* What is asked
Return the following lines verbatim, covering all of the records.

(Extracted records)

#####

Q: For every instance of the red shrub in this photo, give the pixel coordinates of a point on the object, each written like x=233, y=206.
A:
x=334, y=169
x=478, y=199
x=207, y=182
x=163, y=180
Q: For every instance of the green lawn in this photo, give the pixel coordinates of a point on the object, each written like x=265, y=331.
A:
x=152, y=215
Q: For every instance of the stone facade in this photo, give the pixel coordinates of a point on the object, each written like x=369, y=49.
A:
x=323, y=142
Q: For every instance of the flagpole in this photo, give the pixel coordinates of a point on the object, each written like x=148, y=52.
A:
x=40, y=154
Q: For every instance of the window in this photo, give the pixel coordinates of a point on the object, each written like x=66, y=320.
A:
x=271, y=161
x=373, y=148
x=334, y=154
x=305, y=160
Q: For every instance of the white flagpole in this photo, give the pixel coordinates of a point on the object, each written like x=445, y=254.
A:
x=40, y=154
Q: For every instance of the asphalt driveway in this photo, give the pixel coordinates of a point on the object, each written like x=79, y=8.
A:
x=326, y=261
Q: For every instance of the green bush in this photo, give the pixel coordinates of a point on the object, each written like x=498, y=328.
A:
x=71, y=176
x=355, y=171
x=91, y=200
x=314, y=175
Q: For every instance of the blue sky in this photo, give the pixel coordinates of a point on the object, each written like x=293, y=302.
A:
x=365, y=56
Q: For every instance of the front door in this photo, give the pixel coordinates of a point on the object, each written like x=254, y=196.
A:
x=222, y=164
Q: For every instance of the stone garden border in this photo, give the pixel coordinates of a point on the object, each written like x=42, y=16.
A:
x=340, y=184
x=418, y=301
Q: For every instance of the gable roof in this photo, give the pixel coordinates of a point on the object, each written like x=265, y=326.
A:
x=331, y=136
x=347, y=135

#####

* Expected answer
Q: For every instance of the red shrub in this photo, give the pixel coordinates of a point on the object, each written like x=233, y=206.
A:
x=334, y=169
x=478, y=199
x=207, y=182
x=163, y=180
Q: For every instance of the green lawn in this photo, give the pixel coordinates of a point on the object, each written like x=265, y=331.
A:
x=152, y=215
Q: For every instance of the stone facade in this photo, give the pixel coordinates of a point on the object, each written like x=369, y=49.
A:
x=323, y=142
Q: For every instance of the flagpole in this photo, give the pixel coordinates of a point on the object, each written like x=148, y=52.
A:
x=40, y=154
Q: For every instance of the window in this photo, give the pixel coordinates of a point on the object, each written like x=66, y=320.
A:
x=271, y=161
x=373, y=148
x=334, y=154
x=305, y=160
Q: For every instance of the white flagpole in this photo, give the pixel coordinates of a point on the object, each written like x=445, y=254.
A:
x=40, y=154
Q: For every instance of the asphalt driveway in this photo, give the pixel coordinates of a point on the object, each written like x=79, y=8.
A:
x=326, y=261
Q: For every instance of the green bush in this photo, give the pixel coordinates of a point on the object, each written like x=498, y=328.
A:
x=71, y=176
x=355, y=171
x=91, y=200
x=314, y=175
Q: For every instance of the blue sky in this photo, give the pixel coordinates of a point on the object, each written like x=293, y=302.
A:
x=365, y=56
Q: For every instance of the front door in this photo, give the pixel coordinates of a point on the object, each written like x=254, y=196.
A:
x=222, y=164
Q: For every instance of the stone garden border in this photo, give the pixel coordinates of a point on the object, each written like x=42, y=16.
A:
x=340, y=184
x=418, y=301
Q: For every instance of the gable roof in this photo, give the pixel coordinates of a point on the object, each written like x=265, y=326.
A:
x=331, y=136
x=347, y=135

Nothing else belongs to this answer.